-- BEGIN Input for this task --
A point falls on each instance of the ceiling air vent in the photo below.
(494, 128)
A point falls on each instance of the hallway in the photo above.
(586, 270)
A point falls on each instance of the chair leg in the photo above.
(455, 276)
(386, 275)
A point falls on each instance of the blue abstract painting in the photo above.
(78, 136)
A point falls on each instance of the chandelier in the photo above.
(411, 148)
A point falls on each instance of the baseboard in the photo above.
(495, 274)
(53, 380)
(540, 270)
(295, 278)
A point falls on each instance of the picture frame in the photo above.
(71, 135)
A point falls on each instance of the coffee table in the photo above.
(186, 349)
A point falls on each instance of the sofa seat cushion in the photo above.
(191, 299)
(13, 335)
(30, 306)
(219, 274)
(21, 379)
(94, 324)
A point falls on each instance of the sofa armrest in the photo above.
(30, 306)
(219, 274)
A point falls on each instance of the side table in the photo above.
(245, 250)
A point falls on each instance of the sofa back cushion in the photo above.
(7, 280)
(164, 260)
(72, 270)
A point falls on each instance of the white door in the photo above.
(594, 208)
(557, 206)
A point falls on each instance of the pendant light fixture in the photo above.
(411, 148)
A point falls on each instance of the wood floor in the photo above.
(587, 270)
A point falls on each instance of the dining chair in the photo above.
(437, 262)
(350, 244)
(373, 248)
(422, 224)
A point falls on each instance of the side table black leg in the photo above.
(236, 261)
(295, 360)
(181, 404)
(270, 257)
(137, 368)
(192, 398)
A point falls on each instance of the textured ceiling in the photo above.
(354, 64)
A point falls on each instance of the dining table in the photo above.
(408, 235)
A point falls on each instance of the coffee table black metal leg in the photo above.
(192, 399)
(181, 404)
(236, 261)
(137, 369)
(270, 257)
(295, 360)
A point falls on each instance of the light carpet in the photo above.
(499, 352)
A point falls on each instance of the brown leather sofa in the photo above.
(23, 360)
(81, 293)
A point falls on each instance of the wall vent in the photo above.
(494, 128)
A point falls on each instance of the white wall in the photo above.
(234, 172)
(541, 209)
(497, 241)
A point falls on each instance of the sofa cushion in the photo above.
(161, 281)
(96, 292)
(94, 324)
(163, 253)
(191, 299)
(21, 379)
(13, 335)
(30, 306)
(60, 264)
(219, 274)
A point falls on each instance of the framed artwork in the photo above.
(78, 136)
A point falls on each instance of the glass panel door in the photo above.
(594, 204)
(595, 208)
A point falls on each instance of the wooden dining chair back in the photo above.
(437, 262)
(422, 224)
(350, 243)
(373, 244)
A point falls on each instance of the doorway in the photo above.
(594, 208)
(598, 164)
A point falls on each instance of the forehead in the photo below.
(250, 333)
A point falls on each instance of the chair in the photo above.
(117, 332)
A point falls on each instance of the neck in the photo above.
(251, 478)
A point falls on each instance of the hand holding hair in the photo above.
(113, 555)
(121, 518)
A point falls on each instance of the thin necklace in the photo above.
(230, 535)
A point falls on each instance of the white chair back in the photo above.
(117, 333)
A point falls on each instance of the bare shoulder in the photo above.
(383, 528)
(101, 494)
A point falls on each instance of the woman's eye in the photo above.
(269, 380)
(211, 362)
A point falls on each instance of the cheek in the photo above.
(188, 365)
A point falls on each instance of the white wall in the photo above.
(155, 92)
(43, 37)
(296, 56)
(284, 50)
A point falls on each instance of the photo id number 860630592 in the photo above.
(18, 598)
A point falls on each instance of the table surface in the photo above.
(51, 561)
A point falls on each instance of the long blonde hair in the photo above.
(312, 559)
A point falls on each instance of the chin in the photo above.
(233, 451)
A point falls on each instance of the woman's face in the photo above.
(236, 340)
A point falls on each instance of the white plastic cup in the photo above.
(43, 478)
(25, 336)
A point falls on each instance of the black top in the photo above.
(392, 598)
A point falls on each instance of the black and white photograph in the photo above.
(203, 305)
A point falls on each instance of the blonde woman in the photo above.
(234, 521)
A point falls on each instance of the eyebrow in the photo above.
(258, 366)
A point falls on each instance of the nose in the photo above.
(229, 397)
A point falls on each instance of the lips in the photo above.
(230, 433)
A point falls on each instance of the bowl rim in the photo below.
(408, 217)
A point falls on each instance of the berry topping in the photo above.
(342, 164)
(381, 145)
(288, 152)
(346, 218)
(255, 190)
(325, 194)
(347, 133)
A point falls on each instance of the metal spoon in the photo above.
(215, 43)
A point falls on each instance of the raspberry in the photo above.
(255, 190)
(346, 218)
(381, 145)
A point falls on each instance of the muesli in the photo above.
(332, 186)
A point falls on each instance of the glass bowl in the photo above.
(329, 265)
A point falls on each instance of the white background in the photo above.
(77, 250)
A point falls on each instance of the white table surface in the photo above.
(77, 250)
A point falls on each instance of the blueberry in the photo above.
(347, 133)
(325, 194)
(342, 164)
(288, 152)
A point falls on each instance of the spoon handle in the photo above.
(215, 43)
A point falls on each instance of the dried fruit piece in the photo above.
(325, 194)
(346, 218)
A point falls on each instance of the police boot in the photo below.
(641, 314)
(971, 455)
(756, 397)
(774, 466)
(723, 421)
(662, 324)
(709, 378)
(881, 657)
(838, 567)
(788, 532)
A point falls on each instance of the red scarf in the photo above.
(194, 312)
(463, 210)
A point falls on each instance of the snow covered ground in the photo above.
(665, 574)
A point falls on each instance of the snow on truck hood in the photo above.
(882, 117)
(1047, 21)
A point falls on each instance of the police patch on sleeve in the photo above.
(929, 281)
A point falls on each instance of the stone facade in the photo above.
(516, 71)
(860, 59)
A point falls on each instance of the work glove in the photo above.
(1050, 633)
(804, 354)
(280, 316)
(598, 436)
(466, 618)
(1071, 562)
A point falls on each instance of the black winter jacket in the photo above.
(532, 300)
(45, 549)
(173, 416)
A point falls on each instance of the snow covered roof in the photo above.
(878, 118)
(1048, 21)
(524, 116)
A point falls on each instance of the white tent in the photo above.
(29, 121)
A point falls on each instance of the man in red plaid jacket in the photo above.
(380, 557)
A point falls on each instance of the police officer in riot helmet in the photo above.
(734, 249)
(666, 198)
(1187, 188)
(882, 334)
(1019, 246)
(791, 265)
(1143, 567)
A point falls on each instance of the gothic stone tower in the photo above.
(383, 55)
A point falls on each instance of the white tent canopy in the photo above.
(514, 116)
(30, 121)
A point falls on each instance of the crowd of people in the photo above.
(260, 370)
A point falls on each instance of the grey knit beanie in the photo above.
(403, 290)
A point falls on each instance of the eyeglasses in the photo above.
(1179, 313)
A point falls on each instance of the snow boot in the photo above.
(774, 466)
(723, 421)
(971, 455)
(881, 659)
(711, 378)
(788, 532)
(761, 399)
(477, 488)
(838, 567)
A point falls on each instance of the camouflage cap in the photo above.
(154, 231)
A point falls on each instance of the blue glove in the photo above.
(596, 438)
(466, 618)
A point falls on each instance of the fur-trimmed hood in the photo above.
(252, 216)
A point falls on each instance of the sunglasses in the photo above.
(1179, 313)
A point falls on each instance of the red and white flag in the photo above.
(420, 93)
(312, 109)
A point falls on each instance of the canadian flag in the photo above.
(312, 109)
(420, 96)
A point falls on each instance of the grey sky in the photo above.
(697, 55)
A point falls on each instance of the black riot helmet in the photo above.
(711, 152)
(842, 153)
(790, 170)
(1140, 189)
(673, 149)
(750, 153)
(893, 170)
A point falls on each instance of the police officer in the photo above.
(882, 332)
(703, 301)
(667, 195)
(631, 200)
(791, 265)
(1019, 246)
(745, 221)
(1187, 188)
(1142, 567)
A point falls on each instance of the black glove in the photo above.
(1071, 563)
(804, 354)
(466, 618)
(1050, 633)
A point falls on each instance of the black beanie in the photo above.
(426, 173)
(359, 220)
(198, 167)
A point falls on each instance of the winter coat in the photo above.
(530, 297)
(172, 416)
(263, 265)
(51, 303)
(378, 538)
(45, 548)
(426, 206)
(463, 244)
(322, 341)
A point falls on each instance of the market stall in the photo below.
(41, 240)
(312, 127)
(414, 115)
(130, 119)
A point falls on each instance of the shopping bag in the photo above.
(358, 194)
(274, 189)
-- END Input for this task --
Task requirements: Please rewrite the material as a two-column CSV with the headers instruction and points, starting with the line containing "A point falls on each instance of the shopping" and going on through the end of the material. Give one row per request, put each value in a single quoted field, and turn any line breaks into spaces.

Task response:
instruction,points
"A point falls on each instance of the shopping bag in the photo above.","(358, 194) (274, 189)"